» YOUR TASK
Copy every row below word for word, without changing any line.

________________________

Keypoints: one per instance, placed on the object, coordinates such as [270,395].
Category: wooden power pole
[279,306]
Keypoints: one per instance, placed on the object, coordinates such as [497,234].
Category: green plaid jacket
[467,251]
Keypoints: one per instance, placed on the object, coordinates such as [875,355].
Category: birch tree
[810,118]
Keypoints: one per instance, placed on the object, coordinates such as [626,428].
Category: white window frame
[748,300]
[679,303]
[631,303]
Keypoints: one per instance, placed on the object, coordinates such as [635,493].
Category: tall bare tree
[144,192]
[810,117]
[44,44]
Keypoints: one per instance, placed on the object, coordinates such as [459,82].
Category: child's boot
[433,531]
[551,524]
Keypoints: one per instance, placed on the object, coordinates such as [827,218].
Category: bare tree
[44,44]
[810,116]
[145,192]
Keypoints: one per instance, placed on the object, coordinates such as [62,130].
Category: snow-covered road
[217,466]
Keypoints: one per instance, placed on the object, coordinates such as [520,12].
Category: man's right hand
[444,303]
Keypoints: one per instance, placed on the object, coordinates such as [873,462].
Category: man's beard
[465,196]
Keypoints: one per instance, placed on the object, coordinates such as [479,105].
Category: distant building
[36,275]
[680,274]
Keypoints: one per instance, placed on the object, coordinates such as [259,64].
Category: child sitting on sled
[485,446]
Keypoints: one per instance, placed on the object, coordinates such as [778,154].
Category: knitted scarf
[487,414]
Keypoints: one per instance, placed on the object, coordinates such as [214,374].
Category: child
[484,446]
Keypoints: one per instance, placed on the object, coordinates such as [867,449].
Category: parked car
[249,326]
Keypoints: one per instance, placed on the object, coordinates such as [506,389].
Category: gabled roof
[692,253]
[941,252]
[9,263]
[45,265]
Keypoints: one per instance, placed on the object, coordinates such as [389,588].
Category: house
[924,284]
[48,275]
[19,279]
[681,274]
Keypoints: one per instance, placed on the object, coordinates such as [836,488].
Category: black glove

________________________

» PROBLEM SOLUTION
Keypoints: one per instance, placed on the object, coordinates such as [270,395].
Category: wooden power pole
[279,306]
Keypoints: one per instance, placed on the object, coordinates such as [497,234].
Category: green plaid jacket
[467,251]
Keypoints: one per instance, placed on the object, coordinates such as [875,355].
Category: birch tree
[810,118]
Keypoints: one per instance, placed on the object, coordinates such as [626,428].
Category: white window frame
[748,300]
[679,303]
[631,303]
Keypoints: one per instance, placed on the object, coordinates such as [635,493].
Category: tall bare tree
[144,192]
[810,117]
[44,44]
Keypoints: one per instance, placed on the object, coordinates such as [459,82].
Category: child's boot
[433,531]
[551,524]
Keypoints: one per instance, placed on the object, coordinates such as [827,218].
Category: bare tree
[44,44]
[810,116]
[145,192]
Keypoints: one per instance, placed on the object, coordinates such as [62,130].
Category: snow-covered road
[217,466]
Keypoints: one per instance, placed on the object, coordinates such as [520,12].
Category: man's right hand
[444,303]
Keypoints: one per instance, placed on the object, coordinates such as [873,462].
Category: man's beard
[465,196]
Keypoints: one per instance, placed on the object, coordinates such as [479,105].
Category: distant building
[36,275]
[680,274]
Keypoints: one per instance, placed on the object, coordinates such as [259,64].
Category: child sitting on sled
[485,446]
Keypoints: one per instance, placed on the object, coordinates such as [778,154].
Category: knitted scarf
[487,414]
Keypoints: one per instance, placed on the object, coordinates such as [214,374].
Category: child
[484,446]
Keypoints: one per instance, placed on the object, coordinates such as [867,449].
Category: parked car
[249,326]
Keypoints: one per instance, placed on the object, coordinates such as [506,389].
Category: gabled roof
[692,253]
[941,252]
[9,263]
[45,265]
Keypoints: one per instance, placed on the object, coordinates such as [389,588].
Category: house
[924,284]
[48,275]
[19,279]
[681,274]
Keypoints: one per instance, placed on the object, coordinates such as [836,488].
Category: black glove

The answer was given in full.